§ **What to produce**:
Your reply should be made up of every line in the records below that holds the string "black".

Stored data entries

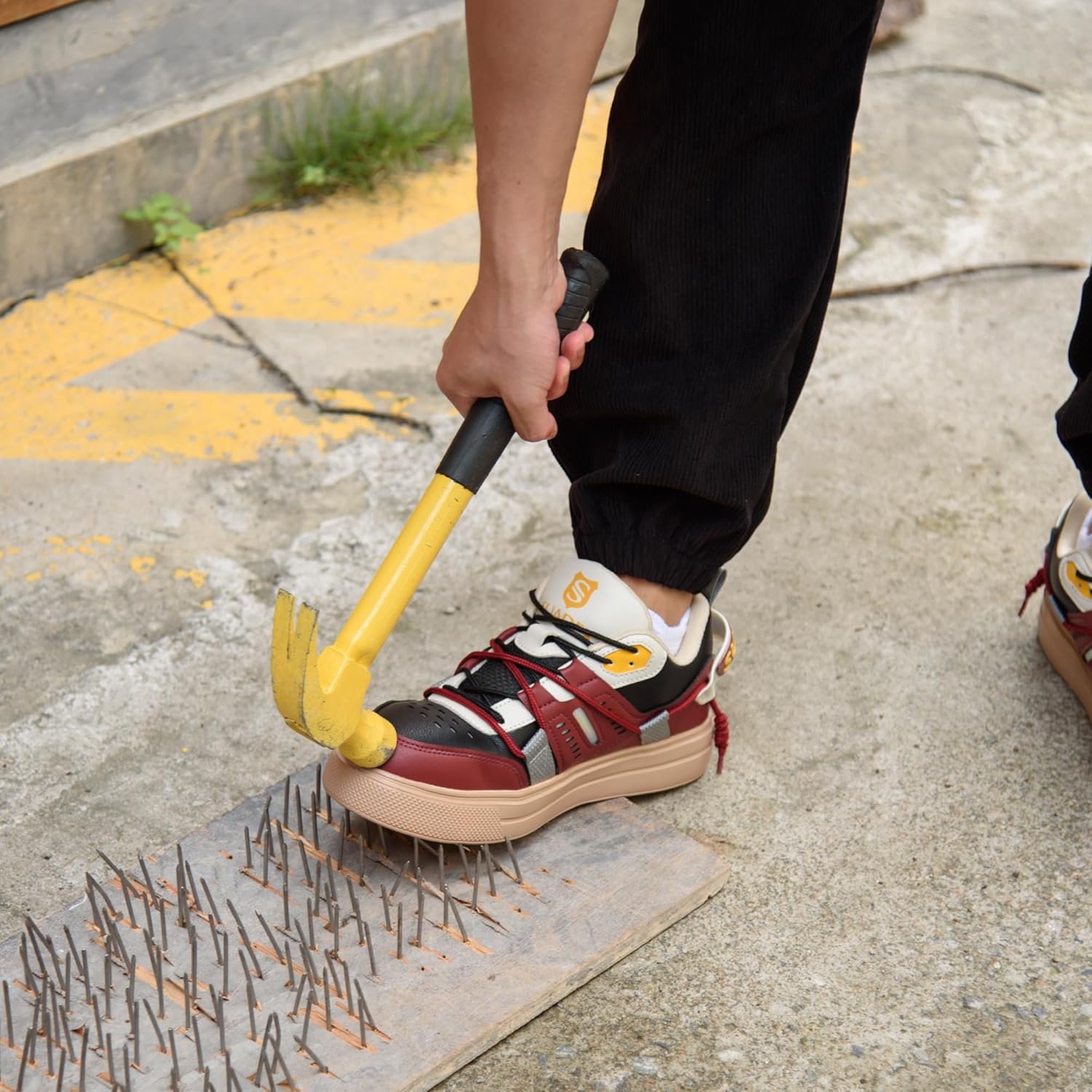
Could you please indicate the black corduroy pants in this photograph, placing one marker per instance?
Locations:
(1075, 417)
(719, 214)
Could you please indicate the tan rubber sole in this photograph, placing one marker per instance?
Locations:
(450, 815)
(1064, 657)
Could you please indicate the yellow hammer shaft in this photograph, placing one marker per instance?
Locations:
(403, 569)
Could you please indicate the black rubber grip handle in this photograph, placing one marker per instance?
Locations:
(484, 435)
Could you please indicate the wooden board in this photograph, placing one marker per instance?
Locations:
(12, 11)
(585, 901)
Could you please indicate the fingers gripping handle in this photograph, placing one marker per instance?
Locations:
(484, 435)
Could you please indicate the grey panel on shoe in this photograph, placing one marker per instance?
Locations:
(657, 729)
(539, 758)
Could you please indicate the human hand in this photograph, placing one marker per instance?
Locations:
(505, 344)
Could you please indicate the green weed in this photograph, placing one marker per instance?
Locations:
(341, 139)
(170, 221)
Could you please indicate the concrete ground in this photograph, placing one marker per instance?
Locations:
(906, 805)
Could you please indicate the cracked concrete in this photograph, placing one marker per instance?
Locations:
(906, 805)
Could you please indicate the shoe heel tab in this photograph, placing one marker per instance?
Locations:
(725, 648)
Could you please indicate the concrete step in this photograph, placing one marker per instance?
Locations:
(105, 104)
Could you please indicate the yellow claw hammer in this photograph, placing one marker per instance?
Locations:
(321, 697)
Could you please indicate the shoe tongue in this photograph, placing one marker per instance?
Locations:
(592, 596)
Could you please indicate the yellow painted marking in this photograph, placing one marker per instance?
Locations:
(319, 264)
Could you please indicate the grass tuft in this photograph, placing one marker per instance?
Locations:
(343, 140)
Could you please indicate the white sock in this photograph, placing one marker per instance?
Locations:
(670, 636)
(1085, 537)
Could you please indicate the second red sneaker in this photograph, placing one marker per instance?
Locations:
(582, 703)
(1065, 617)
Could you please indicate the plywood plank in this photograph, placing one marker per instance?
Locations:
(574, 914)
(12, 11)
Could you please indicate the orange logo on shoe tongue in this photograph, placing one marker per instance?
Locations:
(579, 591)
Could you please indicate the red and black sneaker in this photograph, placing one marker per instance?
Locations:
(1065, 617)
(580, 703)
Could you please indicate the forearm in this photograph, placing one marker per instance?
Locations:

§ **Written response**:
Could you please indicate the black corduroy pants in this photograph, placing one marker per instance?
Could you please indicate the black rubber grip handle in this photograph, placing one marker per instance?
Could you please indicate the red and black sneaker in this photograph, placing one marker per instance?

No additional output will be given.